═════ EXERCISE INPUT

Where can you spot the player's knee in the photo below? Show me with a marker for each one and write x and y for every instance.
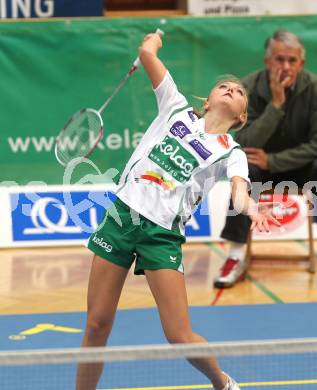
(98, 327)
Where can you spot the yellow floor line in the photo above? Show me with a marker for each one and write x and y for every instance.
(247, 384)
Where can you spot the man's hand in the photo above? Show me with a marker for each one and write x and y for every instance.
(257, 157)
(260, 215)
(277, 86)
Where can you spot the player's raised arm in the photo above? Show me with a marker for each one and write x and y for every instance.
(259, 213)
(148, 56)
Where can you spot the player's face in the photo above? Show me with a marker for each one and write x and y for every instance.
(230, 95)
(285, 60)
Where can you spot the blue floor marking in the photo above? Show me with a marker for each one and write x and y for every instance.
(142, 326)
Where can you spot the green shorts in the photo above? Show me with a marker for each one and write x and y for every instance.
(137, 239)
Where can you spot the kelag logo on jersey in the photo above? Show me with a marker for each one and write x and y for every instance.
(57, 215)
(174, 159)
(199, 224)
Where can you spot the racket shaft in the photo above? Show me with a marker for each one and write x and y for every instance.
(133, 68)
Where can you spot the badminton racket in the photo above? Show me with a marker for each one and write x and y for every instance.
(83, 131)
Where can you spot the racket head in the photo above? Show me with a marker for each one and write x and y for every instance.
(79, 137)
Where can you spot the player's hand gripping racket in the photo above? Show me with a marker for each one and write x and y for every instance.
(84, 130)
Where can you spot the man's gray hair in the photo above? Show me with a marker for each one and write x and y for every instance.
(289, 39)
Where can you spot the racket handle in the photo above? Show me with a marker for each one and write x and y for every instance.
(137, 61)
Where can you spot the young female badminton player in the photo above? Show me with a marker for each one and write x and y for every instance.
(177, 162)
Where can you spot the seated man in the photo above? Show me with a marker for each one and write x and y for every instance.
(280, 138)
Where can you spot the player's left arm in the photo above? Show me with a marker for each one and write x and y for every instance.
(259, 213)
(153, 66)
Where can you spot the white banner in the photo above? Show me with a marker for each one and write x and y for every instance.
(250, 7)
(67, 215)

══════════

== EXERCISE REQUIREMENTS ==
Quote the preceding records in their entirety, excluding every picture.

== WRITTEN REPLY ==
Where can you spot the player's knee in the photo below? Show me with a marker for each one and write x and y for every instance.
(98, 327)
Where can you spot the yellow floor line in the photo above? Show me with a marker for each one and write x and y for every instance.
(247, 384)
Where can you spot the man's hand in the photo above? Show me with a marker for each one and write x and y for every instance.
(257, 157)
(260, 215)
(277, 86)
Where can you spot the player's raised arm in the photo above? Show me with a marker for each one and write x and y for every instance.
(259, 213)
(148, 56)
Where can you spot the player's face in the photo above? Show me with a marker for each one and write x and y for every instance.
(230, 95)
(285, 60)
Where can you spot the blue floor marking in the photo above? Show me with a marker for each one and write x and y for every instance.
(142, 326)
Where can you spot the green shorts in the photo above? Show me with a marker for each one and write x and y for every instance.
(137, 239)
Where can you spot the kelag logo on jersey in the photo above? Show me with a marker for each one and write x and y for every instance.
(57, 215)
(174, 159)
(199, 224)
Where can you spot the racket shaft in the photo above? Show me with a marker for each one and write x and y for every instance.
(133, 68)
Where can you spot the badminton racket in the photo above? Show me with a marker for each one and write x and y for every instance.
(83, 131)
Where can you spot the racket head in the photo above? Show me with a marker for each one and write x and y for every instance.
(79, 137)
Where can you spot the player's hand gripping racket in the photo above? Show me with a marker for each one and write x and y for every instance.
(84, 130)
Where can you spot the man's gray hair in the photo above? Show me with a marker for each one and write x and y for every instance.
(289, 39)
Where can you spot the racket handle in the photo above? Show me with a marker for each one and write x and y for every instance.
(137, 61)
Where can you spot the young female badminton player in the photo above? Show me with a marker for each one and write x and y for every instance.
(177, 162)
Where can you spot the seated man in the photo above? Show me with a marker for each one and write x and y for every instance.
(280, 138)
Where can you spot the player's left arm in the photo above? Show me with a marker for each one and write x and y for every instance.
(259, 213)
(153, 66)
Where can you spot the white banner in the photo above? Show me with a marker for each one and write x and y for every instance.
(250, 7)
(67, 215)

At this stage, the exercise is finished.